● WHAT YOU ARE ASKED TO DO
Please give the data below again in full, exactly as it stands.

● SOURCE DATA
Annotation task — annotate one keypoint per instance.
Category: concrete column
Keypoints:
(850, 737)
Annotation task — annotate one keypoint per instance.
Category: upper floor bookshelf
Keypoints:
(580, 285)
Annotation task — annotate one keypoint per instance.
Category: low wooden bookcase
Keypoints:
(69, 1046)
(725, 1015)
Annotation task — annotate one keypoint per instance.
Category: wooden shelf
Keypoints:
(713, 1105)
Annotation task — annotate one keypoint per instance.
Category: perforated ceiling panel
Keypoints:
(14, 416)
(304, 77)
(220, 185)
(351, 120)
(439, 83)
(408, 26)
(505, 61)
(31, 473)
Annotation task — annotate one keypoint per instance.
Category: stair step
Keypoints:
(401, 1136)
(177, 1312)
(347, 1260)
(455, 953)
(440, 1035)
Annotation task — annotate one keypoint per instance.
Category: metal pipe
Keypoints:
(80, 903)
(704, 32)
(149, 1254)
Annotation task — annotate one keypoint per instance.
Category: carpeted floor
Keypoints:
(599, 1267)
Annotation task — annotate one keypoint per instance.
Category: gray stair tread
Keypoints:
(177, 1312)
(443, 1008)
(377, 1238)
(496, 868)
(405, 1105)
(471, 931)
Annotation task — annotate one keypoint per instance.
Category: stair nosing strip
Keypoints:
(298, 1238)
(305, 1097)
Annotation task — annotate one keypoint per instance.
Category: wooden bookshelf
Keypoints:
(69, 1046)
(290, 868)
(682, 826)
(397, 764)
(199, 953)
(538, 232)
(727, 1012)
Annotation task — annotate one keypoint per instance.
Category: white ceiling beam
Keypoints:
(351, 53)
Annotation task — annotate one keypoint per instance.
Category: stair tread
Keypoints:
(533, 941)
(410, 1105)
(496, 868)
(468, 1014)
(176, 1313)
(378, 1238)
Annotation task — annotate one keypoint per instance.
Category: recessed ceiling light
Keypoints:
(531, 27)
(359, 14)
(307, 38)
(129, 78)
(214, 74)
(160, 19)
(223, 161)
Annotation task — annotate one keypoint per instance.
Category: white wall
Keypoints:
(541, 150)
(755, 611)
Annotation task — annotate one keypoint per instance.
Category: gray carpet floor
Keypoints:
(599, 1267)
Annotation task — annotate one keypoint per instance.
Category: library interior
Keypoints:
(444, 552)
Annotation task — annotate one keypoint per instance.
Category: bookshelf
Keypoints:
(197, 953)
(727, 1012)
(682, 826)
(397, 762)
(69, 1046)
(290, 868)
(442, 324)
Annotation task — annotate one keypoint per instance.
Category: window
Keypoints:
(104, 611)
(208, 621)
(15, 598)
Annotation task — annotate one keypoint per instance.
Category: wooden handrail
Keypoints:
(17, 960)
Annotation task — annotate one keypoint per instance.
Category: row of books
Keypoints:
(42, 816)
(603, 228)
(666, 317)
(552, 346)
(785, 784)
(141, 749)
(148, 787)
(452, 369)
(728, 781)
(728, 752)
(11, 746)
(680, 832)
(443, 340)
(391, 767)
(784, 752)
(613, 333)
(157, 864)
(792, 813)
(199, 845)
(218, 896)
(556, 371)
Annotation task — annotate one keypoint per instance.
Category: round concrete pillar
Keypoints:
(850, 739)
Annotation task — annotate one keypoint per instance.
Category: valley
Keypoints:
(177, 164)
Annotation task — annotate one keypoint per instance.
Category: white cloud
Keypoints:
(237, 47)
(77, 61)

● SOLUTION BELOW
Annotation task — annotate one keypoint per instance.
Category: concrete column
Keypoints:
(850, 737)
Annotation task — annotate one keypoint per instance.
Category: upper floor bookshelf
Keypoints:
(580, 285)
Annotation task — annotate one keypoint per instance.
Category: low wooden bookcase
Keypoints:
(69, 1046)
(725, 1015)
Annotation task — annotate one keypoint per instance.
Category: wooden shelf
Keypoints:
(713, 1105)
Annotation task — annotate one keypoint per instance.
Category: perforated ceiling panel
Keypoints:
(14, 416)
(304, 77)
(220, 185)
(351, 120)
(439, 83)
(408, 26)
(505, 61)
(31, 473)
Annotation task — annotate one keypoint per instance.
Category: stair step
Keypoints:
(401, 1136)
(177, 1312)
(347, 1260)
(455, 953)
(440, 1035)
Annotation task — annotate one keypoint per instance.
Category: metal pipe
Keypoints:
(80, 903)
(704, 32)
(149, 1254)
Annotation task — annotate one keypoint per instance.
Category: carpeted floor
Keypoints:
(599, 1267)
Annotation task — annotate one keypoint per instance.
Category: gray stair tread
Keypoints:
(177, 1312)
(443, 1008)
(377, 1238)
(496, 868)
(405, 1105)
(471, 931)
Annotation task — annotate one keypoint per instance.
Category: stair nosing strip
Keypoints:
(298, 1238)
(305, 1097)
Annotation task — annotate one keypoint per instance.
Category: wooden bookshelf
Keypoints:
(69, 1046)
(290, 868)
(682, 826)
(397, 764)
(199, 953)
(538, 232)
(727, 1012)
Annotation task — annotate one keypoint per instance.
Category: white ceiling beam
Keypoints:
(351, 53)
Annotation task — annotate one keypoint per instance.
Category: stair tread
Keypoints:
(533, 941)
(410, 1105)
(496, 868)
(468, 1014)
(176, 1313)
(378, 1238)
Annotation task — annotate one keypoint per instance.
Category: recessed ceiling light
Keypoints:
(531, 27)
(359, 14)
(307, 38)
(129, 78)
(214, 74)
(160, 19)
(223, 161)
Annotation task — annotate one keypoint per instance.
Category: white wall
Keypoints:
(541, 150)
(755, 611)
Annotation task — annotate one keypoint per instance.
Category: gray carpet floor
Keypoints:
(599, 1267)
Annotation task — annotate one keypoint per instance.
Category: library interior
Keypoints:
(444, 552)
Annotation task — annotate one keypoint per instance.
Category: bookshelf
Keypoints:
(197, 953)
(727, 1012)
(682, 826)
(397, 762)
(69, 1046)
(290, 868)
(442, 324)
Annotation task — annotate one keypoint per instance.
Category: window
Keypoints:
(104, 611)
(208, 621)
(15, 598)
Annotation task — annotate one keypoint per instance.
Category: wooden handrail
Keypoints:
(17, 960)
Annotation task — annotate one keypoint per instance.
Category: row of books
Keypoints:
(42, 816)
(603, 228)
(666, 317)
(552, 346)
(785, 784)
(141, 749)
(148, 787)
(452, 369)
(728, 781)
(728, 752)
(11, 746)
(680, 832)
(443, 340)
(391, 767)
(784, 752)
(613, 333)
(157, 864)
(792, 813)
(199, 845)
(218, 896)
(556, 371)
Annotation task — annotate one keypoint per instance.
Category: round concrete pillar
Keypoints:
(850, 739)
Annotation task — annotate one keypoint per instance.
Category: valley
Keypoints:
(177, 164)
Annotation task — annotate one keypoint per instance.
Category: white cloud
Keypoints:
(237, 47)
(77, 61)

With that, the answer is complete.